**DATA IN THIS EXERCISE**
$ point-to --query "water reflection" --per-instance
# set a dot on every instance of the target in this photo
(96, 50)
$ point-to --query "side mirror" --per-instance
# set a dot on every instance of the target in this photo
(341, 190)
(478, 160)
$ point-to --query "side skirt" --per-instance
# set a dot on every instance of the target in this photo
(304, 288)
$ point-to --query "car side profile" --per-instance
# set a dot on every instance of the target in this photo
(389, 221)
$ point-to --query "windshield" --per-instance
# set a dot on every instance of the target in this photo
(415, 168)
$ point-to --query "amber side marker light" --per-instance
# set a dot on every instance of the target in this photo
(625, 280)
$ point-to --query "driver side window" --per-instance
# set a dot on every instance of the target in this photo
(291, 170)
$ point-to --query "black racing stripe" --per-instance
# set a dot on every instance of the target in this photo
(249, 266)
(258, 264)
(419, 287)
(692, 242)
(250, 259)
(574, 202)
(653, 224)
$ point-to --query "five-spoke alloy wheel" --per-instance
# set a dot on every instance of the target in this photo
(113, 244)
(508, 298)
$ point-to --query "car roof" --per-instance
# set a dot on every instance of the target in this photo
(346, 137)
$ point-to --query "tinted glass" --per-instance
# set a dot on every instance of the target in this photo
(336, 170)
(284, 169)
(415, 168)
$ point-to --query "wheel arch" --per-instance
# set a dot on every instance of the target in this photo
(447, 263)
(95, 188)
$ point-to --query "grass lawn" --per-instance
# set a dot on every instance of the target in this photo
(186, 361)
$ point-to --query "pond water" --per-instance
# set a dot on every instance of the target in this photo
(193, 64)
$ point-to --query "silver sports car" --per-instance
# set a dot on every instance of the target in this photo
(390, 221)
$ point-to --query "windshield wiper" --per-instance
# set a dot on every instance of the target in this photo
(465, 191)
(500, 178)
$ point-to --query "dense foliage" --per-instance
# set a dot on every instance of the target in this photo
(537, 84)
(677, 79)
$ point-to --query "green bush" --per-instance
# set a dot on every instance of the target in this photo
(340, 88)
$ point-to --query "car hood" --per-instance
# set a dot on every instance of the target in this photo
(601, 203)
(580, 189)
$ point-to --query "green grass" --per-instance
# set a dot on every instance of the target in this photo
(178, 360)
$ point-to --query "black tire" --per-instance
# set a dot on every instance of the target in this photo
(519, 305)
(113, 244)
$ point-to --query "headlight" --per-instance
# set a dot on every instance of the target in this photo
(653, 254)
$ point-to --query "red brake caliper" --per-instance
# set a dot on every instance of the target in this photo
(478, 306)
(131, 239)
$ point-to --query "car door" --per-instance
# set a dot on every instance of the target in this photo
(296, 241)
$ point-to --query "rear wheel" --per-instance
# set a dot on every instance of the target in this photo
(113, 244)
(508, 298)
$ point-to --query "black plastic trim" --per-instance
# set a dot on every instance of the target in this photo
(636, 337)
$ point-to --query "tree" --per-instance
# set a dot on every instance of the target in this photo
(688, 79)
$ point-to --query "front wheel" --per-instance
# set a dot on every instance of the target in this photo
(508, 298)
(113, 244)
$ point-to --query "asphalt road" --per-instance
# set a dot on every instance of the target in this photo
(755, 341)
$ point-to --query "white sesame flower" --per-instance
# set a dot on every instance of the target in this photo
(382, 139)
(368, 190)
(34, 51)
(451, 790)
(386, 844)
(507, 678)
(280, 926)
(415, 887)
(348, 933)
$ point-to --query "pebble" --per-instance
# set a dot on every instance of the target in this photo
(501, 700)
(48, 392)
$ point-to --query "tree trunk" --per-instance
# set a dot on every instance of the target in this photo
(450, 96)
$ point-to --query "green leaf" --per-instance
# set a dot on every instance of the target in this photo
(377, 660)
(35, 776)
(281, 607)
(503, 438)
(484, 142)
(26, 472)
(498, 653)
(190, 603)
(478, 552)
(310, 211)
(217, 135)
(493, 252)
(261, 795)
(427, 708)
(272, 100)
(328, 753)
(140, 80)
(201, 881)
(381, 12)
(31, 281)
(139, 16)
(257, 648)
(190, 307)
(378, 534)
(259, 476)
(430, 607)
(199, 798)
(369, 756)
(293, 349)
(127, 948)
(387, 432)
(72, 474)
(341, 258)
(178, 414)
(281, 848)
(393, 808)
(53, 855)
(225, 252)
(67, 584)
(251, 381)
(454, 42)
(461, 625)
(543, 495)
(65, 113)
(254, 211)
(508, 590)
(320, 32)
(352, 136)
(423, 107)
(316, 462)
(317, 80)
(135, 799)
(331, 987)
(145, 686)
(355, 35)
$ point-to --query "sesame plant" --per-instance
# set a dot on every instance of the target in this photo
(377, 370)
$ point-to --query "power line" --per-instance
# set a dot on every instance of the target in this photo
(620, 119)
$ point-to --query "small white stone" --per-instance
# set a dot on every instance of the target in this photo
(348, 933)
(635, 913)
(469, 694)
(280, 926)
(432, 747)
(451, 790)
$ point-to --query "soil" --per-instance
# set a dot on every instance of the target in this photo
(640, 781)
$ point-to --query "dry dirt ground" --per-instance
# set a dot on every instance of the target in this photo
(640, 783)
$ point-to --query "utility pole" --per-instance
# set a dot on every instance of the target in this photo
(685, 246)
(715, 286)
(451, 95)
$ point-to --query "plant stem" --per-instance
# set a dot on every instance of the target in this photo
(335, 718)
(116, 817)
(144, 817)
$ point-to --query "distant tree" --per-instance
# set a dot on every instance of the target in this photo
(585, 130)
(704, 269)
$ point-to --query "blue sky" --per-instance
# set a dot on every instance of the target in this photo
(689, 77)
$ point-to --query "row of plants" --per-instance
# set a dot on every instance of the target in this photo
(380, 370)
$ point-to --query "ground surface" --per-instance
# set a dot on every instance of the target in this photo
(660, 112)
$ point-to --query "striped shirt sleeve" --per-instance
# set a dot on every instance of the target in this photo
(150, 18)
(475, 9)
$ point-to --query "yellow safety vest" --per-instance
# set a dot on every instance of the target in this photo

**CHALLENGE**
Pick out every line of the records above that contains the string "water", treating uppercase and lowercase letters as distinct.

**FULL RESPONSE**
$ point-to --query "water reflection" --per-instance
$ point-to --query "pond water" --per-instance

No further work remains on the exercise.